Work required - Revise the records below, replacing every "component" with "module" and keeping everything else the same. Omit the pictures from your answer.

Pointing dataset records -

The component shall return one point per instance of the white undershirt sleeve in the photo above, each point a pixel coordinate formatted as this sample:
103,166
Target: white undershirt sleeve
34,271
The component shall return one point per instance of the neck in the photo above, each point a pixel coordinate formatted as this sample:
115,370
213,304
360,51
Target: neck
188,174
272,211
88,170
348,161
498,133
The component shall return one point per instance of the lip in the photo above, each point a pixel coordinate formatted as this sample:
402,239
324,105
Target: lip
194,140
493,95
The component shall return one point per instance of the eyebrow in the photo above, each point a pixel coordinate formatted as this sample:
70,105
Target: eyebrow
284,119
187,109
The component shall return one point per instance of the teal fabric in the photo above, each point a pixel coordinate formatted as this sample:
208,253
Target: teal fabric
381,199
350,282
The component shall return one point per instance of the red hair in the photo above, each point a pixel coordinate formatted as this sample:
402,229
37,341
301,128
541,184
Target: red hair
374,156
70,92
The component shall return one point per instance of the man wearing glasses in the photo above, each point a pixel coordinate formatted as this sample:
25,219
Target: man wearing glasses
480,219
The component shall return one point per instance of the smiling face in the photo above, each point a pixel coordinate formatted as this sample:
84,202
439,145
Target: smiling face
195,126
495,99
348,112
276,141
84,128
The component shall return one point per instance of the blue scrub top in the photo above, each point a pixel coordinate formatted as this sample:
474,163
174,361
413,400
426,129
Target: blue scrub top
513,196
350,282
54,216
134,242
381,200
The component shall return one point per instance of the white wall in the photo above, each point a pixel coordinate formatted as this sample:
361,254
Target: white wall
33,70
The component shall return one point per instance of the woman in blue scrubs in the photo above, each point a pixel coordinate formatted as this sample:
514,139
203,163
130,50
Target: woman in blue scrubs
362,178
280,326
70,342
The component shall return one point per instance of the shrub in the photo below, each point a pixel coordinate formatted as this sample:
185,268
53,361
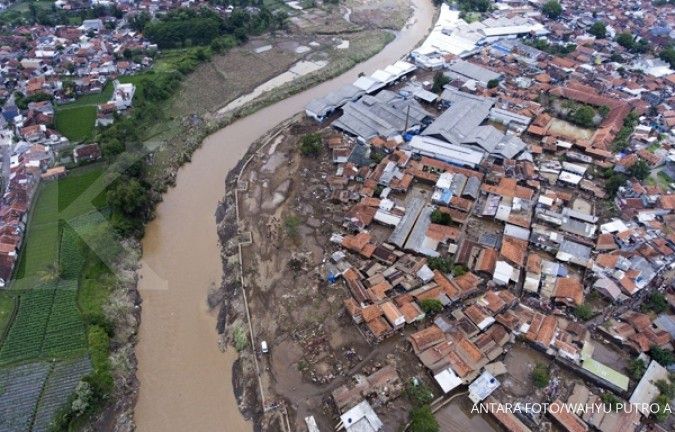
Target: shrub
441,264
666,388
423,420
662,356
610,401
311,145
441,218
431,306
598,29
636,368
541,375
99,346
419,394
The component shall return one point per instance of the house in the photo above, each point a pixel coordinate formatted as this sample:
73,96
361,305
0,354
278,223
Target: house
86,153
361,418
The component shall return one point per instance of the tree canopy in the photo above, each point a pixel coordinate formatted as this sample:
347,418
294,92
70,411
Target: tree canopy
640,170
552,9
598,29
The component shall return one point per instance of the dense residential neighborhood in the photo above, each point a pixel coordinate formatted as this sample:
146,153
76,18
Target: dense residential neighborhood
509,187
495,214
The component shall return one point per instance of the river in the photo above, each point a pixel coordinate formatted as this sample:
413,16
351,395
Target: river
185,381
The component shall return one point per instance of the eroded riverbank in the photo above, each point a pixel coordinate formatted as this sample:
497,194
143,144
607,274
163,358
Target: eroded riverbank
186,382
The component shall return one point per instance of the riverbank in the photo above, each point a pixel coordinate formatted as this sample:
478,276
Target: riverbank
185,380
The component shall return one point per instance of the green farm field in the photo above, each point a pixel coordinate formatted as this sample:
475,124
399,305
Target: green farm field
47,321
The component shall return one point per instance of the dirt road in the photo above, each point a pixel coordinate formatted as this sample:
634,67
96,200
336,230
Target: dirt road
185,379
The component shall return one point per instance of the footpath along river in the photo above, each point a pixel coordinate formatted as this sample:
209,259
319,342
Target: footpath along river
185,381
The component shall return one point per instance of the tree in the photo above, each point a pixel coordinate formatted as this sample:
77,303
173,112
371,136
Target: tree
311,145
656,303
636,368
661,356
584,312
419,394
440,80
598,29
444,265
441,218
541,375
625,39
423,420
640,170
666,388
552,9
583,116
431,306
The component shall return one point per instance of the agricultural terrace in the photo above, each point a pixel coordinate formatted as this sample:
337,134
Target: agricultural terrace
55,302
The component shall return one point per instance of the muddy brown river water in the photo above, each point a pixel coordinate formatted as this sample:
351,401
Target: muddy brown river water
185,381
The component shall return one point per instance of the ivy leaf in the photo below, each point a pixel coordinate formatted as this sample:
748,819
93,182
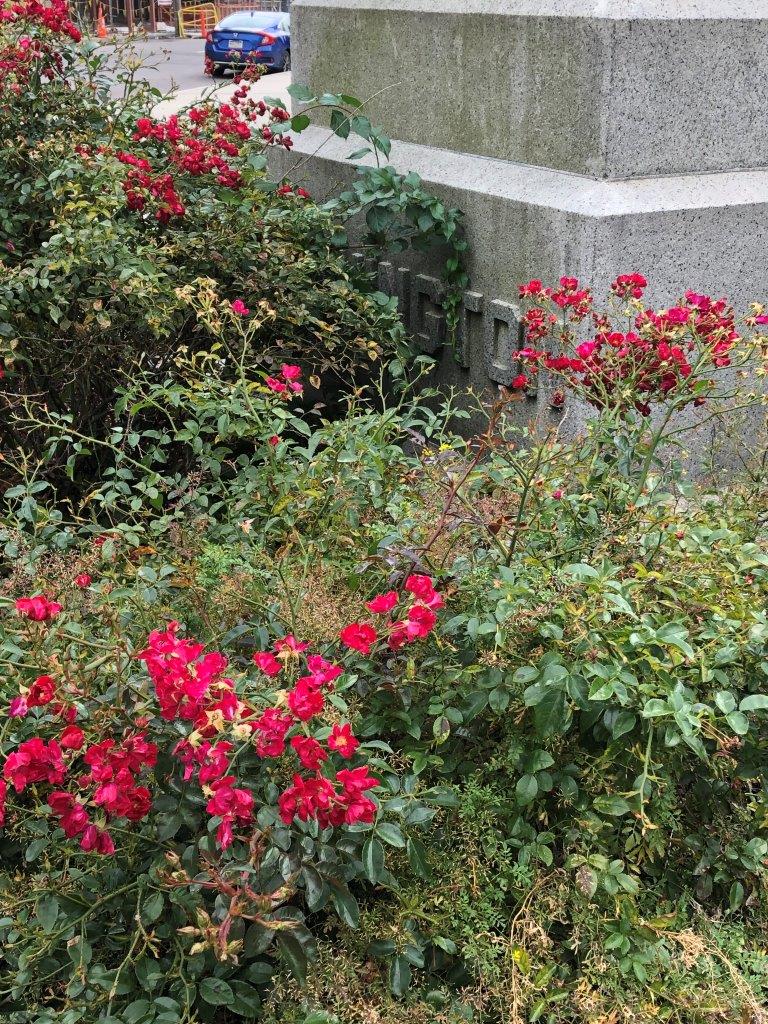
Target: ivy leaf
300,93
399,975
526,790
613,806
340,124
758,701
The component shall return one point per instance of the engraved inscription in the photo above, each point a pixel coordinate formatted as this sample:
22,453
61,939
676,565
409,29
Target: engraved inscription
502,341
488,327
427,320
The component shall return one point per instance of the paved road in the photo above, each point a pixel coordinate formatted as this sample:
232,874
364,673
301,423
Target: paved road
177,65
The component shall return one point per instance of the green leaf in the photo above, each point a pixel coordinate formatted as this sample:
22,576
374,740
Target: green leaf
399,975
301,93
391,835
613,806
624,722
373,859
499,698
757,701
340,124
725,701
441,729
47,911
246,1000
345,903
581,570
35,848
152,908
552,715
315,889
736,895
738,722
379,219
526,790
417,856
294,954
216,992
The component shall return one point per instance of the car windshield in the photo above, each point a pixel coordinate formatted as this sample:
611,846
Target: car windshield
249,19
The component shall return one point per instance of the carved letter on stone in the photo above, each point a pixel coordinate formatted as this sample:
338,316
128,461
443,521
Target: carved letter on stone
469,321
427,318
502,341
396,282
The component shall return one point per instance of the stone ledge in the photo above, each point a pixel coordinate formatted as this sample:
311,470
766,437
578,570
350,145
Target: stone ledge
612,10
574,85
555,189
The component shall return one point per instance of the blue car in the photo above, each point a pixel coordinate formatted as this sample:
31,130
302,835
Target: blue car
250,37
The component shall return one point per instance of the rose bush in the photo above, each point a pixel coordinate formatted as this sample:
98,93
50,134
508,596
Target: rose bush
188,812
115,220
311,718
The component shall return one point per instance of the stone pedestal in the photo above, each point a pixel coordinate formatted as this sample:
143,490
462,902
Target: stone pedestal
580,137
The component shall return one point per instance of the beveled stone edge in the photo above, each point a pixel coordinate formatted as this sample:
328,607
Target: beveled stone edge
545,186
612,10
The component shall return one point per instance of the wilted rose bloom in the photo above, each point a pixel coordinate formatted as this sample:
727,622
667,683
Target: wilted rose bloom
358,636
342,740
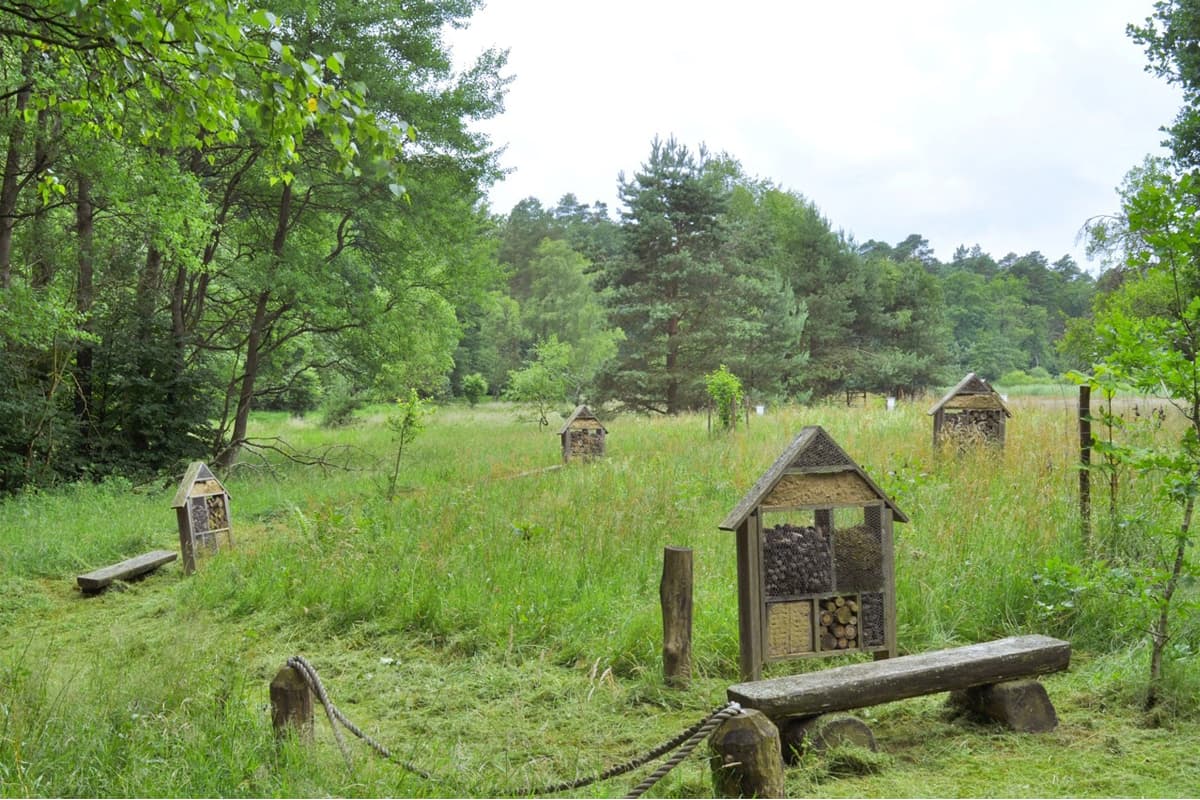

Written solution -
The module shall return one point per instance of the white undershirt sleeve in the photo above, each point a pixel coordinate formatted as this sample:
103,166
Target: white undershirt sleeve
34,271
The module shall return one point per instance of the neck in the photo above, each point a pixel coordinate formatted as this sample:
115,370
213,304
360,51
Target: neck
188,174
272,211
88,170
348,161
498,133
The module shall return one point per instance of the lip in the photo above, each point a pixel coordinate formatted as this sample:
402,239
324,105
Target: lip
194,140
493,95
The module shall return one point per instance of the eyebrow in the photo above, each point a pixel coordinate formatted as this sample:
70,105
Target: eyebrow
284,119
187,109
The module shall return one point per instance of the teal fabric in the photo above, each point a pixel coordinate formatted as this sample:
208,253
Target: teal fabric
381,199
350,282
The module shall return one point per instance of the red hair in the photo above, each point a pixel coordinate formatted as this sample:
402,229
37,341
301,128
541,184
Target: red hair
374,156
70,92
The module shall return one point per instance of the man wearing glasses in the photo above, each point a pixel coordinate formatted as this sample:
25,219
Target: man wearing glasses
480,219
The module shall return one point per instance of the smiling face in the photo above, each point a pixel coordinate formatted as this sample:
84,202
439,145
Target: smiling face
195,126
495,99
348,112
276,141
84,128
The module shall return one point per instance of the blue scrub top in the photo above, each point a pixel coordinate formatted as this sample:
474,163
174,361
413,400
426,129
Target: blue scrub top
513,196
350,282
54,216
134,242
381,200
The module shall return one point per instance of the white wall in the photo above, each point a pixel coordinate formatted as this sample:
361,254
Target: white wall
33,70
The module shall return one point per instance of the woman in blue scrubs in the photo above, each point a pixel coordinate formatted as this sample:
514,139
203,163
130,50
Target: woman in blue scrubs
362,178
280,326
70,342
The module shall return one point per instance of the shrub in the photo below, each point a pixel coordinate formatted as this sample:
185,268
53,361
Target: shrub
441,264
666,388
423,420
662,356
610,401
311,145
441,218
431,306
598,29
636,368
541,375
99,346
419,394
The module shall return one point per instance of the house in the photo above, each point a pixel coordinate formatted as this sample:
73,96
361,305
0,354
278,223
Target: house
86,153
361,418
The module shall return one point per instance of the tree canopy in the photo above, each point a pixel coordinate formatted as this sample:
347,418
294,92
70,411
Target: tree canopy
640,170
552,9
598,29
The module shall return one point per instance of the dense residential neighborhood in the photo above, each point a pixel coordinate formatted as this sample:
146,153
76,18
Target: dense residential neighborhood
509,187
495,214
The module shall return one point per instance of the river in the photo above, each point a pixel coordinate formatted as this sample:
413,16
351,395
Target: river
185,381
The module shall return one point per instance of the eroded riverbank in the photo above, each point a pixel coordinate formatted as this sample:
497,194
143,144
607,274
163,358
Target: eroded riverbank
186,382
The module shall return one point per instance of the riverbank in the photo above, each point a pixel coordinate formatted as this sample:
478,276
Target: riverbank
185,380
The module shall return one point per instance of the green farm field in the photo above, each point a pixel coordinate formatted as this sample:
475,124
399,305
Target: green farm field
47,321
The module shall return one point per instance of the dirt road in the photo above, each point a pixel coordinate formatted as this sample:
634,67
96,200
336,230
Target: dirt road
185,379
The module shall return one point per instance of the footpath along river in the photo above, each point a pixel coordinate formatted as this sample:
209,259
319,342
Target: footpath along river
185,381
The module shall return one point per instance of the tree in the photo above, each point a pixel coordinate formatted as this sample:
77,303
173,112
371,136
Target: tree
311,145
656,303
636,368
661,356
584,312
419,394
440,80
598,29
444,265
441,218
541,375
625,39
423,420
640,170
666,388
552,9
583,116
431,306
The module shall return one point per instance of the agricultural terrace in the photo above, each point a pixel coordinate formatted as this sample:
337,134
Target: agricultural terrace
55,302
The module shall return one point per instance of the muddy brown river water in the photo above, each point a pixel coordinate formatted as this sample:
351,401
Target: muddy brown river water
185,381
The module shall return one point per instance of the ivy leaf in the photo below, each point a pixel coordinate formatted as this sample:
748,819
93,182
Target: ivy leaf
300,93
399,975
526,790
613,806
340,124
758,701
The module shall return one point per instance of the engraved inscription in the photo above, each point a pixel coordinate formatted as this sample:
22,453
61,939
676,565
409,29
Target: engraved inscription
502,341
488,327
427,320
The module shall return one point per instance of the paved road in the photo above, each point a pixel coordinate formatted as this sample:
232,874
364,673
301,423
Target: paved road
177,65
The module shall return one point per instance of the green leaf in the photo above, each point a pixel coordinate formatted as this sample:
22,576
374,740
Target: green leaf
399,975
301,93
391,835
613,806
624,722
373,859
499,698
757,701
340,124
725,701
441,729
47,911
246,1000
345,903
581,570
35,848
152,908
552,715
315,889
736,895
738,722
379,219
526,790
417,856
294,954
216,992
The module shall return one point per instance of the car windshield in the photo above, each point a pixel coordinate formatted as this sample:
611,846
Target: car windshield
249,19
The module shall return one point per instance of the carved letter on stone in the photo above, each point a pixel coordinate formatted as this sample:
338,316
128,461
443,521
Target: carved letter on stone
469,321
427,318
502,341
396,282
The module shall return one point per instance of the stone ledge in the photo above, each point a pixel coordinate formatted as this sample:
311,470
766,437
578,570
350,145
Target: stone ledge
612,10
574,85
555,189
The module shall return one point per instance of the blue car in the photo above, each point a pixel coordinate formatted as this sample:
31,130
302,835
Target: blue car
250,37
The module shall return one point per instance of the rose bush in the photo above, each point a pixel coordinate formatted as this sample:
98,93
50,134
508,596
Target: rose bush
188,812
115,220
311,718
The module shall return one point per instance of the stone pedestal in the photo above, each point a pixel coordinate formatted as this sample:
143,490
462,902
Target: stone pedestal
580,137
The module shall return one point per instance of the beveled stone edge in the photo above, each point a pixel coordinate formatted as this sample:
328,607
Target: beveled stone edge
545,186
612,10
The module shall return one point per instance of the wilted rose bloom in the photo above, each point a pixel coordinate formatted as this sample:
727,622
667,683
Target: wilted rose bloom
358,636
342,740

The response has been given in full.